(Location identification entries)
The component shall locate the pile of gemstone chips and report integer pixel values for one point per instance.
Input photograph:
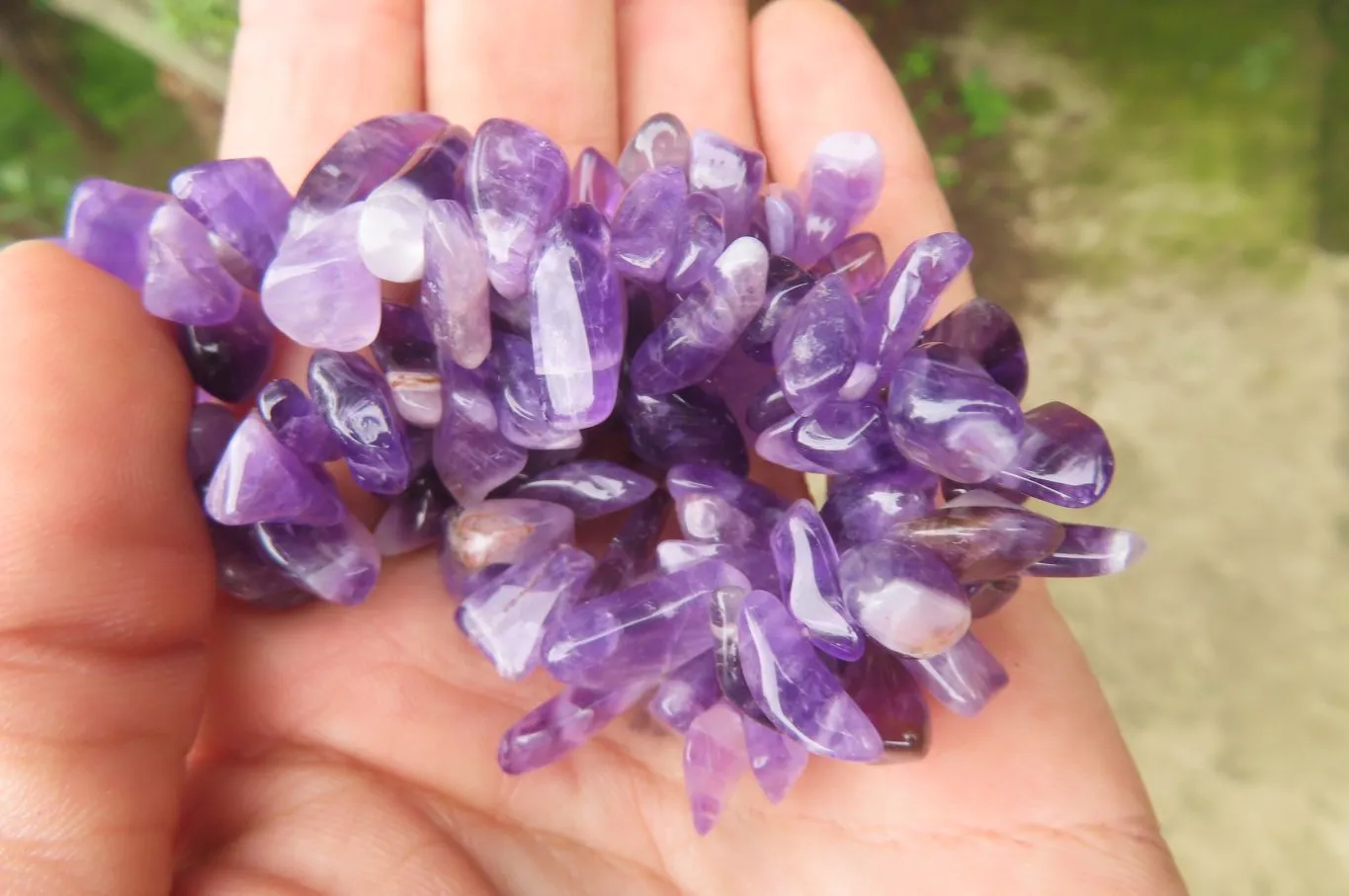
(583, 340)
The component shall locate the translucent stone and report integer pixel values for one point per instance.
(904, 598)
(505, 618)
(108, 225)
(714, 760)
(703, 328)
(816, 349)
(517, 183)
(229, 361)
(808, 567)
(318, 293)
(797, 690)
(184, 280)
(337, 563)
(841, 184)
(359, 408)
(454, 293)
(577, 319)
(962, 679)
(1064, 457)
(1090, 550)
(949, 416)
(730, 173)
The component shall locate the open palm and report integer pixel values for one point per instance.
(352, 751)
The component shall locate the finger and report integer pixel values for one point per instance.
(691, 58)
(106, 583)
(549, 65)
(816, 73)
(306, 70)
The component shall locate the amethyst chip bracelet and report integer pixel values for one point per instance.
(618, 338)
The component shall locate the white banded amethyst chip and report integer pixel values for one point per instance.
(516, 181)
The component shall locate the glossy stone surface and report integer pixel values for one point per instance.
(359, 408)
(787, 286)
(730, 173)
(698, 243)
(184, 281)
(471, 455)
(295, 423)
(949, 416)
(797, 690)
(318, 293)
(502, 531)
(646, 224)
(904, 301)
(414, 519)
(687, 692)
(979, 544)
(455, 290)
(703, 328)
(776, 760)
(1090, 550)
(891, 699)
(714, 760)
(108, 225)
(337, 563)
(638, 633)
(904, 598)
(658, 140)
(210, 431)
(962, 679)
(808, 567)
(846, 438)
(816, 349)
(588, 487)
(1064, 457)
(517, 183)
(716, 505)
(229, 361)
(858, 259)
(690, 425)
(522, 402)
(558, 726)
(864, 508)
(986, 332)
(841, 184)
(577, 319)
(597, 181)
(505, 618)
(243, 204)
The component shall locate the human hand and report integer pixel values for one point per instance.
(352, 751)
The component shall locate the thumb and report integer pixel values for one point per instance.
(106, 583)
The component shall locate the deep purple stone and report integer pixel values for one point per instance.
(359, 408)
(108, 225)
(517, 183)
(985, 332)
(962, 679)
(904, 597)
(1064, 457)
(242, 203)
(797, 690)
(229, 361)
(646, 224)
(1090, 550)
(690, 425)
(808, 567)
(949, 416)
(505, 618)
(817, 347)
(295, 423)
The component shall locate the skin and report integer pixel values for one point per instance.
(157, 738)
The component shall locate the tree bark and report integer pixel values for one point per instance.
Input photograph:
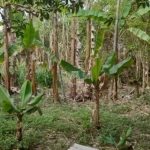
(33, 79)
(19, 127)
(96, 109)
(6, 55)
(73, 53)
(88, 45)
(55, 50)
(116, 30)
(88, 40)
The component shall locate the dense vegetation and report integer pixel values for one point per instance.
(83, 65)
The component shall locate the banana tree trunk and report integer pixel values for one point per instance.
(73, 52)
(96, 109)
(6, 55)
(55, 49)
(19, 127)
(33, 79)
(88, 45)
(88, 40)
(115, 94)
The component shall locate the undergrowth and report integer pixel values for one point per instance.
(62, 125)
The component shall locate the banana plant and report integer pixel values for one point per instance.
(109, 68)
(25, 105)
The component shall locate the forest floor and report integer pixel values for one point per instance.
(64, 124)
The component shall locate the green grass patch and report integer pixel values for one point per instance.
(62, 125)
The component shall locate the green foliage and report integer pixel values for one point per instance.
(98, 42)
(125, 12)
(25, 93)
(44, 77)
(122, 143)
(96, 70)
(47, 50)
(12, 48)
(109, 63)
(74, 71)
(118, 68)
(126, 8)
(10, 106)
(141, 34)
(140, 12)
(92, 14)
(29, 35)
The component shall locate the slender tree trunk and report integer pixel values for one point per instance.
(55, 49)
(73, 52)
(88, 40)
(19, 127)
(115, 94)
(96, 109)
(88, 45)
(33, 79)
(6, 55)
(144, 70)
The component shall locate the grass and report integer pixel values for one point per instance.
(62, 125)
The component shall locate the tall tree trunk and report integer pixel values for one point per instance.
(116, 30)
(55, 50)
(95, 114)
(33, 79)
(6, 45)
(73, 52)
(88, 40)
(19, 127)
(144, 78)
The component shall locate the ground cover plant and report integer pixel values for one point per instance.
(77, 52)
(62, 125)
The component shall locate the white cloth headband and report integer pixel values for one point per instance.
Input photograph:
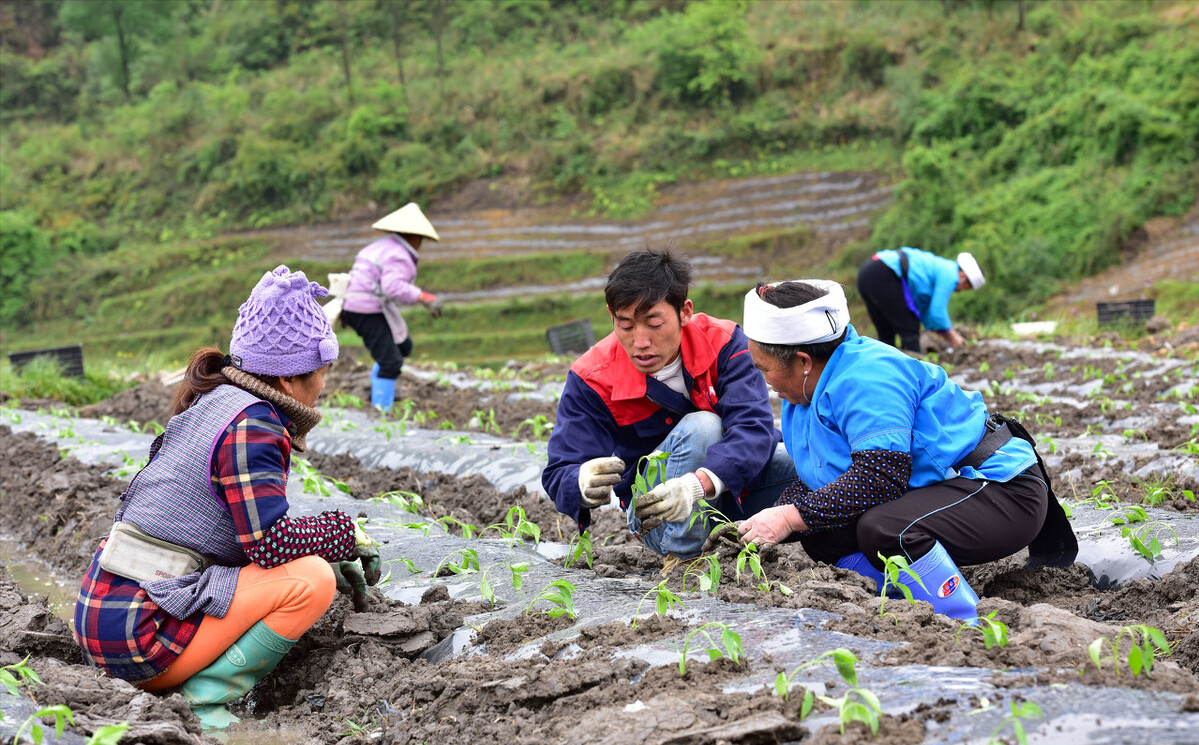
(817, 320)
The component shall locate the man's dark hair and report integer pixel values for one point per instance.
(646, 278)
(788, 295)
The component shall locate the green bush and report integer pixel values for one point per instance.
(704, 54)
(866, 59)
(24, 254)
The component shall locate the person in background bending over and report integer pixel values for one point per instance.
(384, 277)
(205, 578)
(908, 287)
(892, 456)
(667, 379)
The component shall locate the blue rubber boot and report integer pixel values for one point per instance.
(857, 563)
(230, 676)
(383, 392)
(946, 589)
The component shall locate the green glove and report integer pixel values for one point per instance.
(351, 582)
(367, 550)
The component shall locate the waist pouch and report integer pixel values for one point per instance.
(134, 554)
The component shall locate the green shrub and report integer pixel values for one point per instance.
(24, 254)
(704, 54)
(866, 60)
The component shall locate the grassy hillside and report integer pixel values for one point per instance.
(1042, 150)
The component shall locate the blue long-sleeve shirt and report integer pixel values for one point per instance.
(932, 281)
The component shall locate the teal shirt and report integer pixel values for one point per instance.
(932, 281)
(871, 396)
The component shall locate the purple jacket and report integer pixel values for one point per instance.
(392, 264)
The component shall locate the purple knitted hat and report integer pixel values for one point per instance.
(282, 330)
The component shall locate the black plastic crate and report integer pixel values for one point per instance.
(70, 359)
(576, 336)
(1125, 312)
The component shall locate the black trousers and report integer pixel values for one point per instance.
(883, 293)
(976, 522)
(378, 340)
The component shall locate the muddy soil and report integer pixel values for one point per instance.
(526, 679)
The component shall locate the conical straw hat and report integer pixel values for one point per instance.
(410, 220)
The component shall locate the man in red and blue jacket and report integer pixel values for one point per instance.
(670, 380)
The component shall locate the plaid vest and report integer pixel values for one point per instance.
(173, 499)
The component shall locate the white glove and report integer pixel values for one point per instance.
(596, 479)
(670, 502)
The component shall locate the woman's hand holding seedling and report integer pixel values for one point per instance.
(771, 526)
(596, 479)
(670, 502)
(366, 550)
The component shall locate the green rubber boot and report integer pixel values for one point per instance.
(233, 674)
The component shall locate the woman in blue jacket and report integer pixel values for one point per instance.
(909, 287)
(892, 457)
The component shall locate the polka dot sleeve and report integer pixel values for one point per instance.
(874, 478)
(329, 535)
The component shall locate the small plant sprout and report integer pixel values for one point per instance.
(516, 526)
(487, 421)
(468, 530)
(749, 557)
(408, 564)
(892, 566)
(561, 594)
(18, 674)
(517, 571)
(62, 716)
(651, 470)
(1145, 643)
(841, 656)
(730, 641)
(663, 601)
(1144, 536)
(706, 571)
(465, 565)
(856, 706)
(994, 634)
(580, 548)
(1020, 712)
(408, 502)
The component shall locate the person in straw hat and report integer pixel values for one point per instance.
(384, 277)
(892, 457)
(908, 287)
(205, 581)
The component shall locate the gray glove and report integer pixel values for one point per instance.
(596, 479)
(353, 582)
(670, 502)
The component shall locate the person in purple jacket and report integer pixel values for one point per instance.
(384, 277)
(905, 288)
(669, 380)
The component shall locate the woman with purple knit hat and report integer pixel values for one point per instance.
(205, 581)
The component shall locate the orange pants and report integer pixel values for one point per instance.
(289, 599)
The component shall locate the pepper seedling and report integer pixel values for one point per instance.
(891, 569)
(1140, 653)
(580, 547)
(994, 634)
(663, 601)
(517, 571)
(841, 656)
(469, 563)
(561, 594)
(730, 641)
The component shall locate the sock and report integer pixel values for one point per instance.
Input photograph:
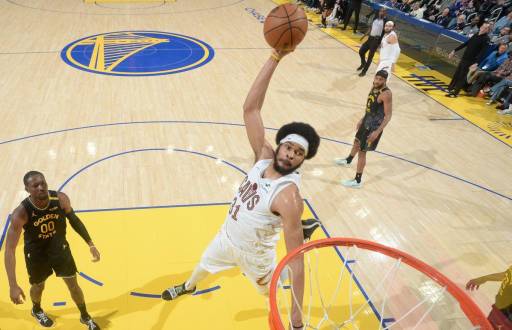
(37, 307)
(83, 312)
(197, 275)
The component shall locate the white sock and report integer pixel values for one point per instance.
(198, 275)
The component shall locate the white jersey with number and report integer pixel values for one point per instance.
(250, 224)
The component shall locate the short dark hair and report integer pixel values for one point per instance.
(304, 130)
(30, 174)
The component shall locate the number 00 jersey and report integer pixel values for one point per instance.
(45, 227)
(250, 224)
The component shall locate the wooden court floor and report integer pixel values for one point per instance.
(438, 189)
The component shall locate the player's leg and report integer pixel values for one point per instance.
(346, 161)
(217, 257)
(38, 271)
(78, 297)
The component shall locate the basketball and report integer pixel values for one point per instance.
(285, 27)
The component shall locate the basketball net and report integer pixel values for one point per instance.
(357, 284)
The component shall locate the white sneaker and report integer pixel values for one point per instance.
(341, 161)
(352, 183)
(505, 112)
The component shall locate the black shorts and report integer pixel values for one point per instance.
(362, 136)
(41, 263)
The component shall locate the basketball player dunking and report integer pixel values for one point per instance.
(42, 216)
(370, 127)
(268, 199)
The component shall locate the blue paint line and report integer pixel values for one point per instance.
(153, 207)
(215, 288)
(90, 279)
(142, 150)
(4, 233)
(145, 295)
(436, 119)
(272, 129)
(103, 159)
(354, 277)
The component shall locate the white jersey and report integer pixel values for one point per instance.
(389, 52)
(250, 224)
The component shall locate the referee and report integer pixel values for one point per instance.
(372, 43)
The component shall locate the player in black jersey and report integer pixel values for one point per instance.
(42, 217)
(370, 127)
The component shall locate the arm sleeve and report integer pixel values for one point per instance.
(78, 226)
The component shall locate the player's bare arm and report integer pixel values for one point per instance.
(289, 205)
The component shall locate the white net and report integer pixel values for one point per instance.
(354, 288)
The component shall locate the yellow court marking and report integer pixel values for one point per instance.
(126, 1)
(147, 250)
(411, 71)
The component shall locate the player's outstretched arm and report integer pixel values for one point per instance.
(78, 225)
(19, 219)
(289, 205)
(253, 104)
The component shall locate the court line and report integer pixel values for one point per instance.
(90, 279)
(201, 154)
(14, 3)
(267, 128)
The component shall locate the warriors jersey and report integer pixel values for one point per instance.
(45, 226)
(250, 224)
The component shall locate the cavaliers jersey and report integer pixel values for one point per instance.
(250, 224)
(45, 227)
(504, 296)
(374, 110)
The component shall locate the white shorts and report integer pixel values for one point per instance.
(385, 65)
(221, 255)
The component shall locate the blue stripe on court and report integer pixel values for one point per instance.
(90, 279)
(270, 129)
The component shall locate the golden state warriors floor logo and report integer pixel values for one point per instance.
(137, 53)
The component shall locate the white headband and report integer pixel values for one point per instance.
(296, 138)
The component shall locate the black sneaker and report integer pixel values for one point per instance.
(176, 291)
(91, 325)
(308, 227)
(42, 318)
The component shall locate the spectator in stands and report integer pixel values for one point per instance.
(444, 18)
(502, 22)
(419, 10)
(391, 3)
(433, 10)
(459, 25)
(502, 38)
(354, 6)
(472, 28)
(491, 63)
(468, 9)
(493, 77)
(475, 49)
(375, 33)
(499, 88)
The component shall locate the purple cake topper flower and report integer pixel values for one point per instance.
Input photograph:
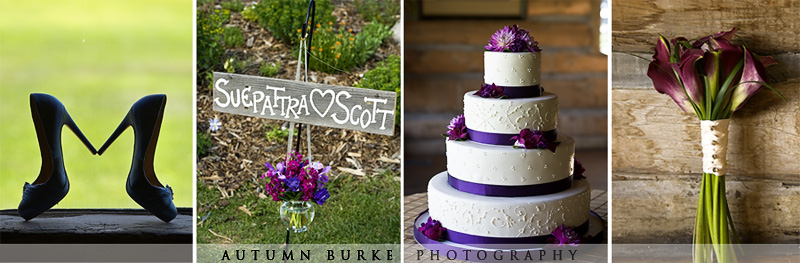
(457, 130)
(534, 140)
(512, 39)
(563, 236)
(577, 173)
(433, 229)
(490, 91)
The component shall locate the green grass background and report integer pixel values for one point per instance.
(98, 58)
(359, 211)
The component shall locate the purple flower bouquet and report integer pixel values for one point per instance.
(297, 184)
(712, 77)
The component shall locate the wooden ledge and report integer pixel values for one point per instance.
(95, 226)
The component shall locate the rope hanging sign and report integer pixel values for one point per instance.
(305, 102)
(298, 101)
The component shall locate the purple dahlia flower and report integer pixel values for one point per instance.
(512, 39)
(577, 172)
(457, 130)
(292, 184)
(433, 229)
(321, 196)
(564, 235)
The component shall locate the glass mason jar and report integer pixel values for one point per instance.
(297, 215)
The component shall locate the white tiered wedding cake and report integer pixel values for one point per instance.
(509, 177)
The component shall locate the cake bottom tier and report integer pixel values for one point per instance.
(509, 217)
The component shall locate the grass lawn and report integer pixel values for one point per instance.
(360, 211)
(98, 58)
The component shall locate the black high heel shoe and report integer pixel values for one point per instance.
(52, 184)
(142, 185)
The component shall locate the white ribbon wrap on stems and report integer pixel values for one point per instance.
(714, 139)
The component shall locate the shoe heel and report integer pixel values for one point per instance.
(121, 128)
(74, 127)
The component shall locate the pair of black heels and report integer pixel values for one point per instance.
(52, 185)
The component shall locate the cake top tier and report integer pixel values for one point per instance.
(512, 39)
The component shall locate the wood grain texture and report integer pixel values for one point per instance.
(764, 211)
(96, 226)
(770, 27)
(630, 71)
(651, 135)
(326, 105)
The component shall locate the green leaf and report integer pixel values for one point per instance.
(723, 92)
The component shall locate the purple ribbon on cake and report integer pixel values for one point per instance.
(501, 138)
(510, 190)
(516, 92)
(483, 241)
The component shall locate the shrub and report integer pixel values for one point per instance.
(284, 18)
(203, 143)
(277, 133)
(209, 33)
(235, 5)
(386, 76)
(232, 36)
(344, 50)
(269, 69)
(381, 11)
(249, 13)
(233, 65)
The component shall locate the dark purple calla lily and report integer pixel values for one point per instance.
(664, 78)
(713, 76)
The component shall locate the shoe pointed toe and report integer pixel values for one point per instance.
(157, 200)
(36, 199)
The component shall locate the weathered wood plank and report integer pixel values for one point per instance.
(96, 226)
(341, 107)
(770, 27)
(630, 72)
(648, 209)
(652, 135)
(477, 33)
(426, 61)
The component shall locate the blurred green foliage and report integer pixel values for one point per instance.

Given instruction: Write out the entries verbatim, beginning with the line that contains "The component shall locate the purple knitted" and ending after the line that contains "(1125, 312)".

Result of the task:
The component shall locate the purple knitted hat and report integer pixel values for one point per instance.
(282, 330)
The component shall locate the black plastic crate and report integer pixel values for one point per instance.
(70, 359)
(576, 336)
(1125, 312)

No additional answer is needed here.